East Coast Economic Region (ECER) (; Jawi: ولايه ايكونومي ڤنتاي تيمور) is an economic development region based on the east coast of Peninsular Malaysia, which covers the states of Kelantan, Terengganu, and Pahang, and the Johorean districts of  Mersing and Segamat. ECER is also one of the three economic corridors launched in Peninsular Malaysia under the leadership of Prime Minister Abdullah Ahmad Badawi, the fifth Prime Minister of Malaysia. The other corridors are Iskandar Malaysia in Johor and the Northern Corridor Economic Region (NCER) that covers the states of Penang, Kedah, Perlis and Northern Perak. The ECER development program spans 12 years, beginning in 2007, and involves Public-Private Participation (PPP).

The master planner for ECER is Malaysia-owned oil and gas company, Petronas. while the other private sector partner is the plantation group IOI Group, a public listed company. Both private sector companies Petronas and IOI have a strong presence in the East Coast. The East Coast Economic Region Development Council was established to implement the master plan.

The ECER was launched by Malaysia's Prime Minister, Abdullah Ahmad Badawi in Kuala Terengganu, the state capital of Terengganu and Kota Bharu, the state capital of Kelantan on October 30, 2007 and the following day in Kuantan, the state capital of Pahang. During the launch, the Prime Minister announced a RM 6 billion allocation as part of public investment in this development corridor. The investment is primarily in high-impact projects that will serve as catalysts for the socio-economic development of the region, which occupies almost half of Peninsular Malaysia, and lagged the West Coast states it in terms of income and investments.

Source excerpt
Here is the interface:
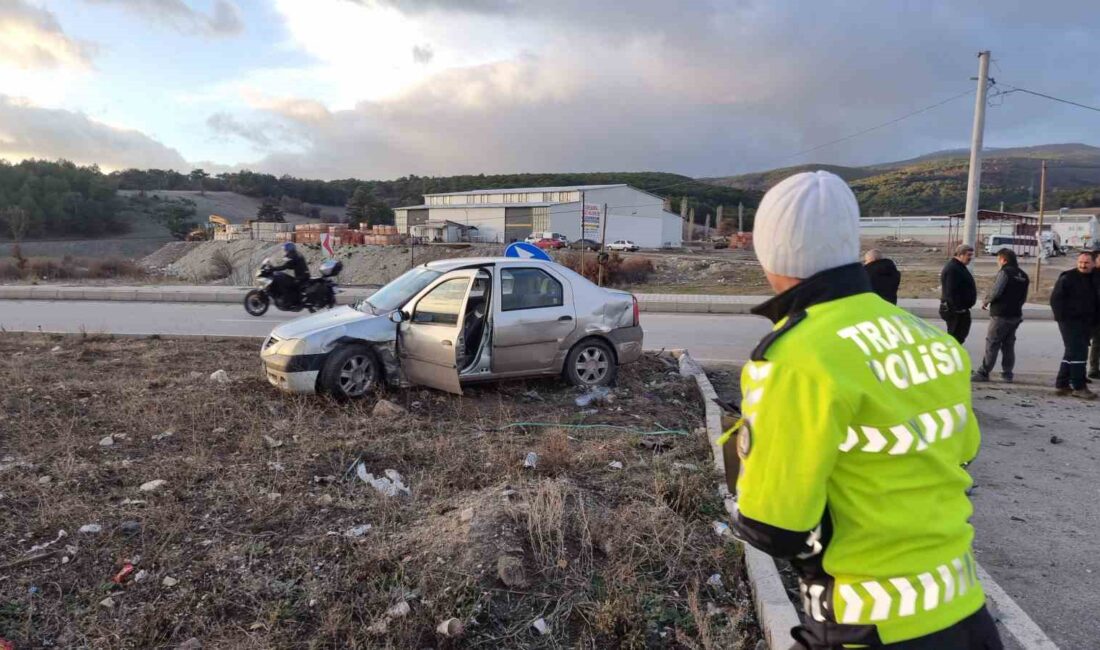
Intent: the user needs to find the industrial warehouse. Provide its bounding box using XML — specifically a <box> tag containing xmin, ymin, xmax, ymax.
<box><xmin>395</xmin><ymin>184</ymin><xmax>683</xmax><ymax>249</ymax></box>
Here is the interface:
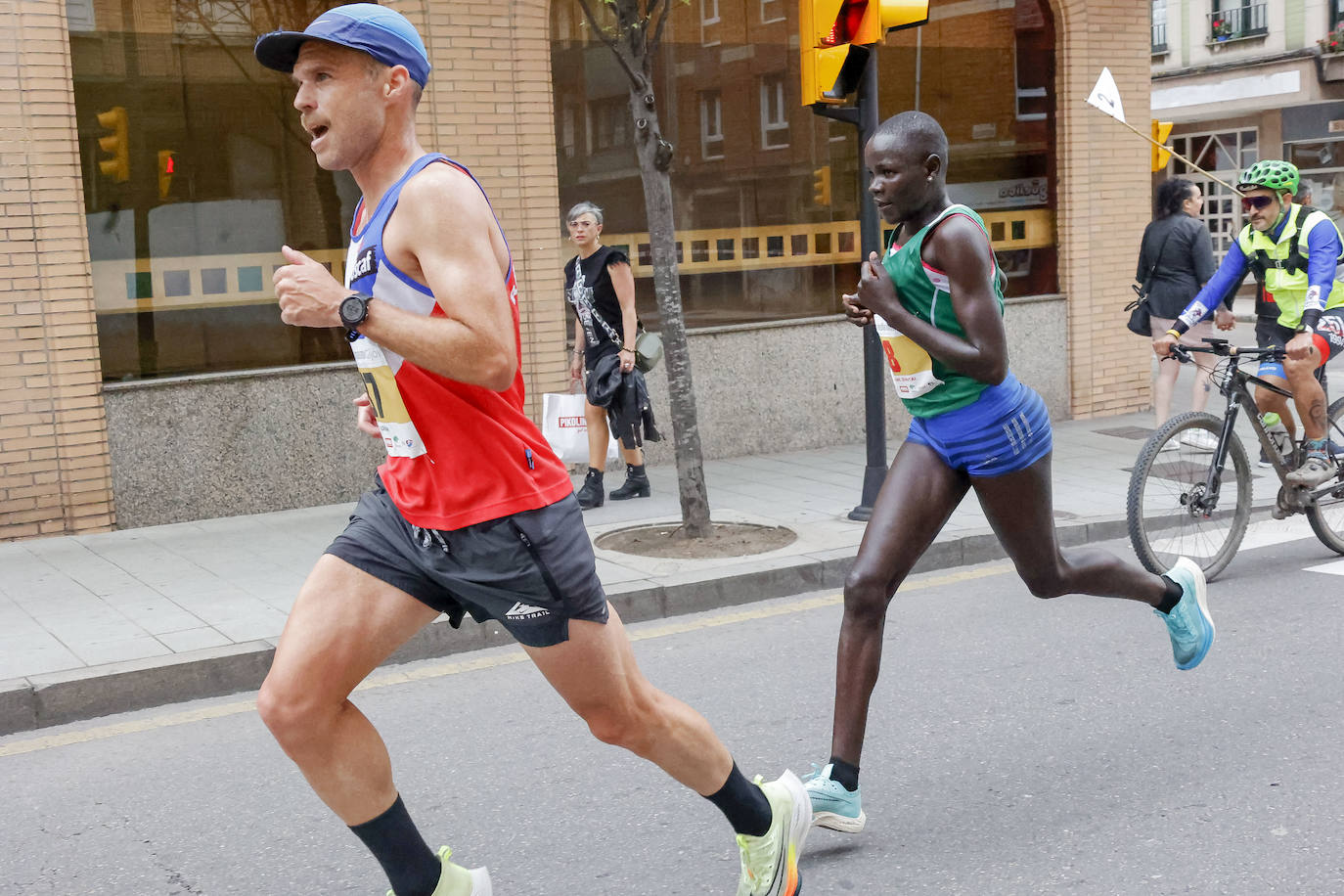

Tasks for this exercise
A) Answer these about the text on the East Coast Economic Region:
(i) How many years does the ECER development program span?
(ii) Which company is the master planner for ECER?
(iii) How much money did the Prime Minister announce at the launch as public investment in the corridor?
B) Write out the text on the East Coast Economic Region between "East Coast Economic Region (ECER)" and "Public-Private Participation (PPP).", inclusive, swapping "economic corridors" for "growth corridors".
C) Does each statement agree with the text on the East Coast Economic Region? Answer yes or no, and quote the deciding words.
(i) The ECER covers the Johorean district of Segamat.
(ii) IOI Group, the other private sector partner, is an oil and gas company.
(iii) The ECER was launched in Kuantan before it was launched in Kota Bharu.
You won't need the lines for any of this.

Responses per task
A)
(i) 12 years, beginning in 2007.
(ii) Petronas.
(iii) RM 6 billion.

B)
East Coast Economic Region (ECER) (; Jawi: ولايه ايكونومي ڤنتاي تيمور) is an economic development region based on the east coast of Peninsular Malaysia, which covers the states of Kelantan, Terengganu, and Pahang, and the Johorean districts of  Mersing and Segamat. ECER is also one of the three growth corridors launched in Peninsular Malaysia under the leadership of Prime Minister Abdullah Ahmad Badawi, the fifth Prime Minister of Malaysia. The other corridors are Iskandar Malaysia in Johor and the Northern Corridor Economic Region (NCER) that covers the states of Penang, Kedah, Perlis and Northern Perak. The ECER development program spans 12 years, beginning in 2007, and involves Public-Private Participation (PPP).

C)
(i) Yes: "and the Johorean districts of  Mersing and Segamat"
(ii) No: "the other private sector partner is the plantation group IOI Group"
(iii) No: "on October 30, 2007 and the following day in Kuantan"